=== Problem ===
Give the records again exactly as written. Leave out the pictures.

Records contained in a dataset:

——

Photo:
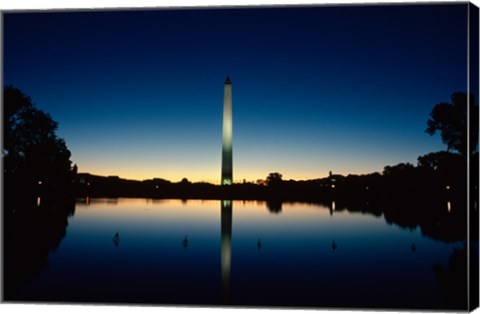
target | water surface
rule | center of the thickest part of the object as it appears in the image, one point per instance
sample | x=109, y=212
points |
x=242, y=253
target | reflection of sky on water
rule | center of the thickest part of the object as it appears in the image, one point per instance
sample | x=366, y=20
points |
x=296, y=264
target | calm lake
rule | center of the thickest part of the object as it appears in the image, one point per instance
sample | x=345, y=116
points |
x=242, y=253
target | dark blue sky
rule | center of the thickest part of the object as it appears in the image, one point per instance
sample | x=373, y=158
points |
x=140, y=93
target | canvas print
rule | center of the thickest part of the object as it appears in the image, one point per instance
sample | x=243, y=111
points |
x=318, y=156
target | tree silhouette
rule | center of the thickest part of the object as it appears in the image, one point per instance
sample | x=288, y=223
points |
x=32, y=152
x=451, y=121
x=274, y=179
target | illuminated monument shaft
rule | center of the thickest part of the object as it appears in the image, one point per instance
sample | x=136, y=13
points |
x=227, y=165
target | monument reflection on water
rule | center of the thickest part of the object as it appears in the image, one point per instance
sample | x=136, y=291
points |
x=226, y=239
x=260, y=254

——

=== Task result ===
Photo:
target | water surface
rule | center of the thickest part of the object as it appears in the image, one point per instance
sample | x=109, y=212
points |
x=242, y=253
target | reflection of sky on water
rule | center of the thickest part of the object as it appears in the image, one point per instance
sample | x=366, y=20
points |
x=296, y=264
target | calm lake
rule | center of the thickest part of the object as it appears in the image, one point per instance
sample | x=345, y=116
points |
x=242, y=253
target | dark blue sky
rule | center of the thickest part of the object as it appears in the image, one point per instance
sample | x=373, y=158
points |
x=140, y=93
target | canvas print
rule | center of the thickest part of the object as it appears in the image, one point per instance
sample | x=243, y=111
points |
x=318, y=156
target | tree silhouette
rule | center of the thickest part of the object as it appears in the image, one point per instance
sample | x=288, y=223
points |
x=32, y=152
x=451, y=121
x=274, y=179
target | illuminated monument shaft
rule | center of the thickest part of the object as it appears in the image, one point per instance
sample | x=136, y=13
points |
x=227, y=165
target | monument reflection on water
rule | center of the thickest part of the object as it appears in the image, one point per instance
sample | x=136, y=291
points |
x=226, y=239
x=260, y=254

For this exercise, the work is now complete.